Fragmento del documento »
Una reflexión más entorno a la "unidad republicana"

(En memoria de Nazario González Monteagudo (ARDE) y Eduardo Castro Castro (IR), maestros de republicanos)

Francisco Cuberos García

De entre lo más llamativo del sistema de la nueva restauración monárquica está, si cabe, lo que llamo “autofagia parlamentaria”. Desde las elecciones de junio de 1977 -ni libres, ni democráticas, ni a Cortes constituyentes; no me cansaré de repetirlo-,  basta observar la presencia de los grupos y partidos parlamentarios de las diferentes legislaturas cumplidas para preguntarse: ¿qué ha habido de nuevo y significativo en los bancos del Congreso y el Senado?. Salvo casos de muy escasa entidad sometidas al “guadianismo” -aparecer / desaparecer- o mantenerse en sus reducidos límites, el 95 % o más de las fuerzas políticas representadas son las mismas de aquellas referidas elecciones pero levemente modificadas bajo el desprendimiento o la adquisición de siglas diferentes. El caso más destacado fue la desaparición de la Unión de Centro Democrático, que no fue tal, sino mera desmembración de los grupos que la componían y el desembarco posterior en otras formaciones preexistentes, Alianza Popular y Partido Socialista Obrero Español, más la aparición de un partido nuevo, el Centro Democrático Social, que se mantuvo mientras duró la estrella de su principal figura, D. Adolfo Suárez. Así pues, “autofagia parlamentaria”: pareciera que el sistema de selección de representantes de los ciudadanos estuviera diseñado para auto-alimentarse, impidiendo el paso a otras posibles alternativas surgidas de la sociedad civil.

Líneas »

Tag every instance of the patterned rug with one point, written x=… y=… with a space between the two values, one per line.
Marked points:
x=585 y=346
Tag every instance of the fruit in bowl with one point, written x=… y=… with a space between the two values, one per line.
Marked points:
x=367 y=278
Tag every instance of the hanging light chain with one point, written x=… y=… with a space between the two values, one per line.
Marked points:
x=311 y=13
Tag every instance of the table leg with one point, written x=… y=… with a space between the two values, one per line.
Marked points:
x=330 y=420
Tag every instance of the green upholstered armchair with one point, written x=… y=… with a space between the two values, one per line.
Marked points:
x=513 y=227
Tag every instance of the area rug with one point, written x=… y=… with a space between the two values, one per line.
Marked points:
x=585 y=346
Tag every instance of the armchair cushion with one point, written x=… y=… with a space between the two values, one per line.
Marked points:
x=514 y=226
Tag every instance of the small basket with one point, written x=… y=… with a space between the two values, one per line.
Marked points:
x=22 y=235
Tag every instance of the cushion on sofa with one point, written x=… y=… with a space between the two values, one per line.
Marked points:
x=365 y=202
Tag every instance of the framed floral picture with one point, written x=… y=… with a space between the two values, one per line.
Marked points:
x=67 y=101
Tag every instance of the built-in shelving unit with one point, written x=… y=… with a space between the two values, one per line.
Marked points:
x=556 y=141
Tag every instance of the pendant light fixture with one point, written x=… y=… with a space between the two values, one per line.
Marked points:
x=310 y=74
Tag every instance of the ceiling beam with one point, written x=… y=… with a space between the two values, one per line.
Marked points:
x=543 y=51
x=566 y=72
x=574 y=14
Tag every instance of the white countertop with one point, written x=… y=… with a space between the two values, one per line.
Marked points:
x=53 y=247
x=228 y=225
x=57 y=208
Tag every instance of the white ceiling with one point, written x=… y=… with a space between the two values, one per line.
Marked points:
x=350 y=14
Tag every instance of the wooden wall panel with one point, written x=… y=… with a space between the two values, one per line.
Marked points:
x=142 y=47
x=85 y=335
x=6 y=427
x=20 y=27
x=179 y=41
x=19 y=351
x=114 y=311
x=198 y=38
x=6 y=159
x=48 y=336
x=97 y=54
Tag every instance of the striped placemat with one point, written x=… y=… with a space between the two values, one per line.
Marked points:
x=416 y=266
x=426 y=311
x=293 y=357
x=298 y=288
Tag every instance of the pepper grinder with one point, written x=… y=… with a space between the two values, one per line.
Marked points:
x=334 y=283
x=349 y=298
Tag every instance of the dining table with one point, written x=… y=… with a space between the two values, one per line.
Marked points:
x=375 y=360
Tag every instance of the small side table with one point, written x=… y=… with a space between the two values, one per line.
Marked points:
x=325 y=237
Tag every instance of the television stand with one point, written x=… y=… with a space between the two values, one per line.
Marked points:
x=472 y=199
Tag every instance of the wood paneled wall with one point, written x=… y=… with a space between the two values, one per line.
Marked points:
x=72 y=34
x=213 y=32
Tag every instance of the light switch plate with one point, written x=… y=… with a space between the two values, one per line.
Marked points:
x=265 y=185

Tarea 1 »
Responde a estas preguntas sobre el texto de la unidad republicana:
(a) ¿En memoria de quiénes está escrito?
(b) ¿En qué mes y año se celebraron las elecciones que el autor dice que no fueron libres ni democráticas?
(c) ¿Qué partido nuevo apareció tras la desaparición de la Unión de Centro Democrático?
Tarea 2 »
Reproduce el pasaje del texto de la unidad republicana que empieza en "Una reflexión más" y termina en "maestros de republicanos)".
Las líneas no son necesarias para resolver nada.

Respuesta esperada 1 »
(a) En memoria de Nazario González Monteagudo (ARDE) y Eduardo Castro Castro (IR).
(b) En junio de 1977.
(c) El Centro Democrático Social.

Respuesta esperada 2 »
Una reflexión más entorno a la "unidad republicana"

(En memoria de Nazario González Monteagudo (ARDE) y Eduardo Castro Castro (IR), maestros de republicanos)